_Required action_
In the news article on Mahoning County contact tracing, who is the Mahoning County Public Health Commissioner?

_Text provided_
Start of Block

Mahoning Public Health Prepares Nurses for Virus Tracing

YOUNGSTOWN, Ohio – As more businesses continue to reopen in Ohio, Mahoning County Public Health is preparing to use retired nurses and students in epidemiology to lend a hand contact tracing in an effort to contain the spread of coronavirus. 

“From our local standpoint, we are reaching out to public health nurses or they have reached out to us. There are a number of retired nurses that we could bring in if needed as well as students who have an epi [epidemiology] background or nursing background. We’ve even had calls with a sanitarian background,” said Ryan Tekac, Mahoning County Public Health Commissioner. “So when that time comes, we would either post for a position if were going to hire somebody or reach out to our local universities … for volunteers to help out.” 

Gov. Mike DeWine said during his daily press conference Monday that bars and restaurants largely adhered to the guidelines set forth by the state for reopening over the weekend. But not all venues followed the required social distancing guidelines, limiting groups to 10 people or fewer with at least six feet between each group.

End of Block

_Source data_
Start of Block

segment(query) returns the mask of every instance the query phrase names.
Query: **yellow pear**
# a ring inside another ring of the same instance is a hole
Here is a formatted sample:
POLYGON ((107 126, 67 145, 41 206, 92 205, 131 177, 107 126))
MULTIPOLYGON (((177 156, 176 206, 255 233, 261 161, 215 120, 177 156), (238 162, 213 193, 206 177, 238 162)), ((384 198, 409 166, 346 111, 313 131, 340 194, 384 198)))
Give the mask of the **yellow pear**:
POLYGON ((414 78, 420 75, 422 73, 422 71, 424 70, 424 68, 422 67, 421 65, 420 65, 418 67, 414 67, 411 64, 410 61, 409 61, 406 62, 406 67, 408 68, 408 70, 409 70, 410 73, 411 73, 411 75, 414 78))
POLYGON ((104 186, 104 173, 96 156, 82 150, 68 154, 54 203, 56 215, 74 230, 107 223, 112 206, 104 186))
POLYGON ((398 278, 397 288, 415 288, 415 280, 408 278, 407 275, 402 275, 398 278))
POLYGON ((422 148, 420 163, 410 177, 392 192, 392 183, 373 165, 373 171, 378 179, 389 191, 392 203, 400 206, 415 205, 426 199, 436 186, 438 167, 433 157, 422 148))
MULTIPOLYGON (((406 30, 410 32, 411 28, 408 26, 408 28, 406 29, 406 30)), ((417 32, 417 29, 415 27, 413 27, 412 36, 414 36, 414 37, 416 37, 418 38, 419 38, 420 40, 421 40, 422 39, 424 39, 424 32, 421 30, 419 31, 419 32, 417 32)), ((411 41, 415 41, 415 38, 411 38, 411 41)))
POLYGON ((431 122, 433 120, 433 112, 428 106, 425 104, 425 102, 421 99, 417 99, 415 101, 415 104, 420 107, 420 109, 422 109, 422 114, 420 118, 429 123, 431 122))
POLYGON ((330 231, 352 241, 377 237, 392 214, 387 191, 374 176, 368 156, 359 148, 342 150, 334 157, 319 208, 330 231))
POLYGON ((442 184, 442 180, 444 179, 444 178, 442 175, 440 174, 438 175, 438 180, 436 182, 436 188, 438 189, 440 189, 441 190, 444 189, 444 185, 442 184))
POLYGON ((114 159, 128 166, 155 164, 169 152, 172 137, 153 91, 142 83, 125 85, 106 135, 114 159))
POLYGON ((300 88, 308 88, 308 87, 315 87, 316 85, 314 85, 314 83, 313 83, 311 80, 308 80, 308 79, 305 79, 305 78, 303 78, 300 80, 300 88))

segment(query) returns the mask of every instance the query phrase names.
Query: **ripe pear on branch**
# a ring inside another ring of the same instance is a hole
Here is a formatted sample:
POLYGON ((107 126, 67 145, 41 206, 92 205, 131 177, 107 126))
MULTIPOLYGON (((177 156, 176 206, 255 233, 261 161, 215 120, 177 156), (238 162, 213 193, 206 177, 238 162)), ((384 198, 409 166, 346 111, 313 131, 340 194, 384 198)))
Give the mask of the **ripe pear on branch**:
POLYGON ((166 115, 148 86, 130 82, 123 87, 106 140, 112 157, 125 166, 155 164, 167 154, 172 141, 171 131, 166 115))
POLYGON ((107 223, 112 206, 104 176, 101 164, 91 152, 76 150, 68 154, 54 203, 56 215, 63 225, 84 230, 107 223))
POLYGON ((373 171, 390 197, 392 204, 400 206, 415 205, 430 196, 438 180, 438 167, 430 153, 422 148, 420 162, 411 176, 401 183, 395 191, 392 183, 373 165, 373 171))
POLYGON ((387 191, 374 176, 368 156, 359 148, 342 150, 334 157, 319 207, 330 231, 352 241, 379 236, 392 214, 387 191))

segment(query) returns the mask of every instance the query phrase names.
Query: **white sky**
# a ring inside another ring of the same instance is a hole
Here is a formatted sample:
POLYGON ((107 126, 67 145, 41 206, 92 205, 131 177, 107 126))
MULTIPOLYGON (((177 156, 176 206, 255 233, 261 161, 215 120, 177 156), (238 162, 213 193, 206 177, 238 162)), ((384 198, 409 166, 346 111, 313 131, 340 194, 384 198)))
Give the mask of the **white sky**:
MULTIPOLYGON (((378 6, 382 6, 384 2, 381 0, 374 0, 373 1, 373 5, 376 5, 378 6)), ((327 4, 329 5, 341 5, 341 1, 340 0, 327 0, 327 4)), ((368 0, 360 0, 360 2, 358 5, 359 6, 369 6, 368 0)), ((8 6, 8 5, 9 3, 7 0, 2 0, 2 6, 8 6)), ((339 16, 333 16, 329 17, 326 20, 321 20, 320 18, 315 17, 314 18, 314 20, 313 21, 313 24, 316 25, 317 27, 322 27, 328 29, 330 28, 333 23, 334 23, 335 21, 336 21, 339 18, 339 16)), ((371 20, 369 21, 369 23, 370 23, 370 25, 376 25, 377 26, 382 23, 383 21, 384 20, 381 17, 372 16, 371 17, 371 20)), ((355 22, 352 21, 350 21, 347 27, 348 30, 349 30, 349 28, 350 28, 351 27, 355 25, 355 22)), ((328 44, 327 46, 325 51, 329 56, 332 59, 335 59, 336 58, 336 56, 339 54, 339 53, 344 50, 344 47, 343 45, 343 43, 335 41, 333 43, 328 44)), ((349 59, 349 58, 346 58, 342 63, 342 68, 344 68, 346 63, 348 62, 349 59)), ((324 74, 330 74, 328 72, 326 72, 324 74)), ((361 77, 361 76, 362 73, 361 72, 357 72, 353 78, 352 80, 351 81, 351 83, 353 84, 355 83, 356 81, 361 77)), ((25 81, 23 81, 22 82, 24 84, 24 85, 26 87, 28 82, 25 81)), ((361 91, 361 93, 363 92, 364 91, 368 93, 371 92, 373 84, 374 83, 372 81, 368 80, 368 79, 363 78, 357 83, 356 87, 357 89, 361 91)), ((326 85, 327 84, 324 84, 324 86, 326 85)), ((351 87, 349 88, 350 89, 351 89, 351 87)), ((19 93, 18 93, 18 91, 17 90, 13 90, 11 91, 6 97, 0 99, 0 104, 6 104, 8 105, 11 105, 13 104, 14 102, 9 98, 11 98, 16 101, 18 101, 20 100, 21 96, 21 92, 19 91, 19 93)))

End of Block

_Answer below_
Ryan Tekac